**Exercise aim**:
Reproduce the items below verbatim, from the first line through the line containing "xmin=95 ymin=165 xmax=200 ymax=294", including that line. Output nothing else.

**Records supplied**:
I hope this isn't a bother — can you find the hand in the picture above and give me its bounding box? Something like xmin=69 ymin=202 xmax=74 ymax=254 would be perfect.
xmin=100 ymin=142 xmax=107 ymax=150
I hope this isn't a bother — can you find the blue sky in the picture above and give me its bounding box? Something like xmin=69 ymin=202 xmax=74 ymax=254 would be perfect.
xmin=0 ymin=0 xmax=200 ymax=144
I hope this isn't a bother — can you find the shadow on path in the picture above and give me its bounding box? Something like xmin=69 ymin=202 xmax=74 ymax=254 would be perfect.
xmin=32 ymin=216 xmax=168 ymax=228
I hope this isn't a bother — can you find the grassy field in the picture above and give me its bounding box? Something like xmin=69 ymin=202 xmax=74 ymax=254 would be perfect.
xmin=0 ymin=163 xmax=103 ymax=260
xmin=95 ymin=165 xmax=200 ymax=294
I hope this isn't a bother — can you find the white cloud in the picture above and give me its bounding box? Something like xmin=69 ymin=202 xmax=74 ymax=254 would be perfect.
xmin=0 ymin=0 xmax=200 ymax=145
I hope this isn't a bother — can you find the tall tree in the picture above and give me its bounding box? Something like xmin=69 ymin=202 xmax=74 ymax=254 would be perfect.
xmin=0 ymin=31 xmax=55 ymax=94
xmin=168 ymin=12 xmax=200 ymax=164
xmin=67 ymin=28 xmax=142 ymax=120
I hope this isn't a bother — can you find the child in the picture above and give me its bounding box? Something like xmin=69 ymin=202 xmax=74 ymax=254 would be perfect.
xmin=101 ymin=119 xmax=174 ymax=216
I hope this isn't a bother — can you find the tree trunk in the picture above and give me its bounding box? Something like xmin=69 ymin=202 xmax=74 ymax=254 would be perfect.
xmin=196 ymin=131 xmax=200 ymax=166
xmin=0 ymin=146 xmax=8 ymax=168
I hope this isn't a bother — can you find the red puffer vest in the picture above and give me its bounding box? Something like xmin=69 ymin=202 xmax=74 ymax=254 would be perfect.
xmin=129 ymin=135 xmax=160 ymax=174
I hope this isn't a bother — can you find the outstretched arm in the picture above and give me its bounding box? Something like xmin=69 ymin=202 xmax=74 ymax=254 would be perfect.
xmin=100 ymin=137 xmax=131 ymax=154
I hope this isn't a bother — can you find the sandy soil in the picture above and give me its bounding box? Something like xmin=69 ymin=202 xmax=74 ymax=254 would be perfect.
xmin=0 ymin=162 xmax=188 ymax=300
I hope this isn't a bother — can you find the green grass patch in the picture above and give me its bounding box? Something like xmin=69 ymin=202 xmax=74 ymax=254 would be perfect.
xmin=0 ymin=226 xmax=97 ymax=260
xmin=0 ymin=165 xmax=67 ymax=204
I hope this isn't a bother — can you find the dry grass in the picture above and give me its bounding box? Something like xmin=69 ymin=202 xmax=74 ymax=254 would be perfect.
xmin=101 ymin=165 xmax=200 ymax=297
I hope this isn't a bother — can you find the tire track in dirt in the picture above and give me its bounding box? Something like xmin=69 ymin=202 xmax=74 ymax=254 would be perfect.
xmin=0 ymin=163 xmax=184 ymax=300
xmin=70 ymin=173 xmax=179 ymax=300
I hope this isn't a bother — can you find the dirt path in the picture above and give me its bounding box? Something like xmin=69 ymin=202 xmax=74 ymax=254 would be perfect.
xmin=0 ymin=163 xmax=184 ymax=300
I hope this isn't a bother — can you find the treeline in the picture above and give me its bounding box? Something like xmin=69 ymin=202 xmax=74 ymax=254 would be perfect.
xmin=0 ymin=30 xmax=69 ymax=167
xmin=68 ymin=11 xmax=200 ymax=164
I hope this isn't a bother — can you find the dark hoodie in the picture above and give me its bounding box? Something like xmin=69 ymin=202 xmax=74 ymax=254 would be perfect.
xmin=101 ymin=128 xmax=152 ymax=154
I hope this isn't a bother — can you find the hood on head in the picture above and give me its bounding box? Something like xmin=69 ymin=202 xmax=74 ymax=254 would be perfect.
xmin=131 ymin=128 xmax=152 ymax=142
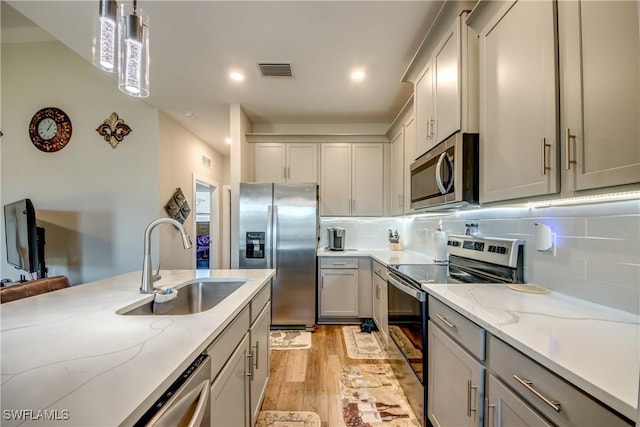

**The result**:
I hope this isn't a bother — can you find the hand in the picture above and give me its bounding box? Something like xmin=69 ymin=202 xmax=74 ymax=254 would be perfect.
xmin=100 ymin=142 xmax=107 ymax=150
I hope this isn't a bother — can you find the blue sky in the picture above and give me its bounding box? Something like xmin=69 ymin=202 xmax=74 ymax=254 would be perfect.
xmin=0 ymin=0 xmax=200 ymax=144
I hope this isn't a bother — can you find the shadow on path in the picture above and give me its bounding box? Something like xmin=69 ymin=202 xmax=74 ymax=254 would be perfect.
xmin=32 ymin=216 xmax=168 ymax=228
I hope this isn't a bother — can you find the grassy field in the picture above and give me its bounding box? Something like xmin=69 ymin=202 xmax=74 ymax=254 would be perfect.
xmin=0 ymin=163 xmax=103 ymax=260
xmin=95 ymin=165 xmax=200 ymax=294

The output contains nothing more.